## Text provided
-=-=-

In March 2015, the FDA said it was planning to revisit its enforcement policies applicable to homeopathic drugs. This was done in response to receiving numerous reports of “negative health effects from drug products labeled as homeopathic.”

Since the issuance of the 1988 enforcement guidance document, the agency had never approved a new drug application for a homeopathic pharmaceutical nor had it concluded that a product in that category was generally regarded as GRAS/E. As a general approach to regulating homeopathic products the agency had exercised its enforcement discretion, essentially meaning it withheld action because of a perception of a relatively minimal risk to patients.

In 2017, the agency announced it was eschewing the 1988 Compliance Policy Guide and adopting an approach “consistent with FDA’s risk-based enforcement approaches generally.” The categories of such products that posed higher risks and therefore a higher enforcement priority were “products that had safety concerns reported that contained potentially harmful ingredients or that posed a greater risk of harm to users due to their routes of administration.”

Pharmaceutical firm MediNatura, Inc, manufactured, imported, and distributed homeopathic products into the United States, including 6 from Germany, which were to be administered by injection. Those products met the standards of the FDA’s 1988 compliance guidance document.

-=-=-

(Spatial localization data)
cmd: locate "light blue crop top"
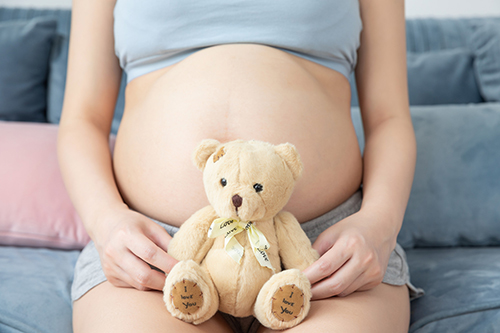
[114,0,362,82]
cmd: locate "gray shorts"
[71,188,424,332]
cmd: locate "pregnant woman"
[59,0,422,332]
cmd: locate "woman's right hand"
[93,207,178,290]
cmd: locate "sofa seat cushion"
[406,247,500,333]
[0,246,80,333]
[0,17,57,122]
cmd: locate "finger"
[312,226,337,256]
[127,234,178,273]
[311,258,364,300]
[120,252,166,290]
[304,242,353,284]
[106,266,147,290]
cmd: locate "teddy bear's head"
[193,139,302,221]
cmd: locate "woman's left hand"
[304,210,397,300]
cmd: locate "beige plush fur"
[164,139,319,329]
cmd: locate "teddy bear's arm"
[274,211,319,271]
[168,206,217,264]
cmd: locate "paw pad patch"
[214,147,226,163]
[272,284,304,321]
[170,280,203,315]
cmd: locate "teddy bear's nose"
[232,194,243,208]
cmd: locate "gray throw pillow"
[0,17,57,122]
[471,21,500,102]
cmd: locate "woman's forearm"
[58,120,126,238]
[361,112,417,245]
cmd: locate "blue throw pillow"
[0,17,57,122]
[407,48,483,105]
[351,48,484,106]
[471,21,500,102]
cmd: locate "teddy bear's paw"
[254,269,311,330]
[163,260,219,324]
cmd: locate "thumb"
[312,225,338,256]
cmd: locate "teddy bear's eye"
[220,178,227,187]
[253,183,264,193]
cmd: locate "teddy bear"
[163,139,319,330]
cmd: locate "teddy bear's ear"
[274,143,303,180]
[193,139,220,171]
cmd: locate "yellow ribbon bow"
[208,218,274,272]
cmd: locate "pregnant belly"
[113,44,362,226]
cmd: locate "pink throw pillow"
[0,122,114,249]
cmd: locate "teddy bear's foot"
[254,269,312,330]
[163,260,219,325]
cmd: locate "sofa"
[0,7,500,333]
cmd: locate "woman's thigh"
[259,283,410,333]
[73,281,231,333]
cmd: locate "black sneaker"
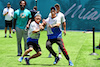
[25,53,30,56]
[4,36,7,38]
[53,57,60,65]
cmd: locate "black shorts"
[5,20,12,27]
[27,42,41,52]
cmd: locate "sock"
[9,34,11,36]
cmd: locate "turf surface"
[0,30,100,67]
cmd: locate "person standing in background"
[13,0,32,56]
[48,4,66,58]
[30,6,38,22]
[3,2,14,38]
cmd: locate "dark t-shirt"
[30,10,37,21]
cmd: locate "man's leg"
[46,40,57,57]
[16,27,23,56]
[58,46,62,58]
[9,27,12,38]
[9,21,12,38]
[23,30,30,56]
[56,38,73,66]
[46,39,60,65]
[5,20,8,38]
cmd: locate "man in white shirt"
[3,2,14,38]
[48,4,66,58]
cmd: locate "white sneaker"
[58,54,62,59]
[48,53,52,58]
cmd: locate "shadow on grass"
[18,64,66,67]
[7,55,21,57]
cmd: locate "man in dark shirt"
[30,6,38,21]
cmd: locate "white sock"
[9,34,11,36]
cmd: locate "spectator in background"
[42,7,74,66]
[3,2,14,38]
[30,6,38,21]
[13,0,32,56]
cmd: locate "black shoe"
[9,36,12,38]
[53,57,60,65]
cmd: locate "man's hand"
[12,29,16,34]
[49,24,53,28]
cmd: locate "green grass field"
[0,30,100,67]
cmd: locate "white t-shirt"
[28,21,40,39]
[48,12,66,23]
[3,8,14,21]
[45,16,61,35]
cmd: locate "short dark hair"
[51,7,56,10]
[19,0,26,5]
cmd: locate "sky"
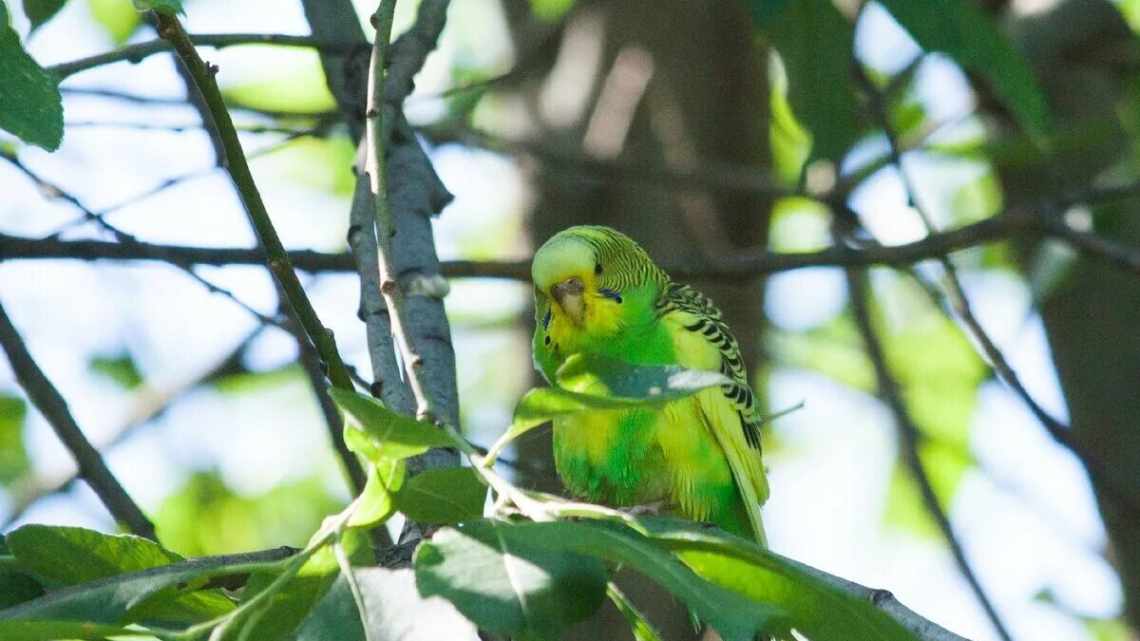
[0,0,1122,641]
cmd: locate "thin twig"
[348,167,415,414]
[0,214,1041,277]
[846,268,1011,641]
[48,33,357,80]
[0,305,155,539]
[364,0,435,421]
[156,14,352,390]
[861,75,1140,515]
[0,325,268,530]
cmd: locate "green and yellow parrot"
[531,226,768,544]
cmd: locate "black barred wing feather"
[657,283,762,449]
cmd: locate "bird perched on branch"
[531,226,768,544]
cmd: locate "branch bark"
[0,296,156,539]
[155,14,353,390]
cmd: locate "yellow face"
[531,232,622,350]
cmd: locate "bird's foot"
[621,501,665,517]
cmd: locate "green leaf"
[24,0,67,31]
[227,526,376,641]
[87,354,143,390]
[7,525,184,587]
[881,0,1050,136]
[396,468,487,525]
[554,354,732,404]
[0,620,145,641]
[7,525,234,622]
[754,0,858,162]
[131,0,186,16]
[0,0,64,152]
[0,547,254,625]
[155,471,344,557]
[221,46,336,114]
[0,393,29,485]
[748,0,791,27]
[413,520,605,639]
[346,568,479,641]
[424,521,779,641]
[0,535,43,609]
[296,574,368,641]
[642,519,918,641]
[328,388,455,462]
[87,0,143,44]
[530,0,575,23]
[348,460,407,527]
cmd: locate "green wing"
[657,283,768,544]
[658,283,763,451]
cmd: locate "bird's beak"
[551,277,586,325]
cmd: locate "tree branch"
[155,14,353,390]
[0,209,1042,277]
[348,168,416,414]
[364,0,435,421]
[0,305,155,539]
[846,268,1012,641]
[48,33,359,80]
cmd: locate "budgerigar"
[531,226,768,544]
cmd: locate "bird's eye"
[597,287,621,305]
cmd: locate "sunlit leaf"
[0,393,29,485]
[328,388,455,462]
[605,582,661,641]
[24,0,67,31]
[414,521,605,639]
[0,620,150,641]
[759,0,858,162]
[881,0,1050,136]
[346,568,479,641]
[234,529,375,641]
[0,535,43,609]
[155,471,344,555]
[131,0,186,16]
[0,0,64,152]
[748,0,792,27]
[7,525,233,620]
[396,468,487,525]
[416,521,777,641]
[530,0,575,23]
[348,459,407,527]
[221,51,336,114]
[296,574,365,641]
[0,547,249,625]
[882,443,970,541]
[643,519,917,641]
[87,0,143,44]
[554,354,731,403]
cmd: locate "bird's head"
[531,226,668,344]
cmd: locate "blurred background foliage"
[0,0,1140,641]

-=-=-

## What this exercise asks
(a) According to the text on FDA regulation of homeopathic drugs, in what year did the agency announce it was eschewing the 1988 Compliance Policy Guide?
(b) In the text on FDA regulation of homeopathic drugs, begin at the words "Pharmaceutical firm MediNatura, Inc, manufactured, imported, and" and stop after "compliance guidance document.", swapping "Germany" for "Austria".
(c) Write the next part of the text on FDA regulation of homeopathic drugs, picking up after its last sentence.

## Written answers
(a) 2017

(b)
Pharmaceutical firm MediNatura, Inc, manufactured, imported, and distributed homeopathic products into the United States, including 6 from Austria, which were to be administered by injection. Those products met the standards of the FDA’s 1988 compliance guidance document.

(c)
In 2020 the agency issued a warning letter to the firm emphasizing that the products were “espe- cially concerning from a public health perspective because injectable products are delivered directly into the body...bypassing some of the body’s key defenses.” It was also noted that the products contained “potentially toxic or otherwise harmful ingredients.” The FDA’s conclusion was that these were “unapproved new drugs” that could not be distributed in the United States without the agency’s prior review and approval.

The manufacturer filed suit against the FDA, advancing 3 arguments that the agency had acted arbitrarily and capriciously or improperly to the detriment of the firm. It sought a preliminary injunction, wherein a federal trial court would order the agency to stop these enforcement actions directed at the firm and its products. The FDA opposed the granting of the preliminary injunction, arguing that neither the seizure nor the review and revision of the applicable FDA enforcement policy was final agency action eligible for judicial review.

While the matter was pending with the trial court the manufacturer dispatched 10 shipments of the involved products to the United States. Nine of those were detained and 1 shipment slipped through. FDA subsequently notified the firm that the 9 seized shipments were being permanently denied admission to the United States, because they were unapproved new drugs, based on the agency’s conclusion that they did not meet the GRAS/E standards. The trial court judge dismissed the manufacturer’s lawsuit. The manufacturer appealed to the relevant US Circuit Court of Appeals.

The Ruling

The appellate court concurred that the agency’s characterization of its changes in enforcement policy regarding homeopathic remedies was not “final agency action” and therefore not subject to judicial review. It also ruled that the manufacturer had failed to meet the standards for issuance of a preliminary injunction. Thus, the FDA prevailed on both arguments.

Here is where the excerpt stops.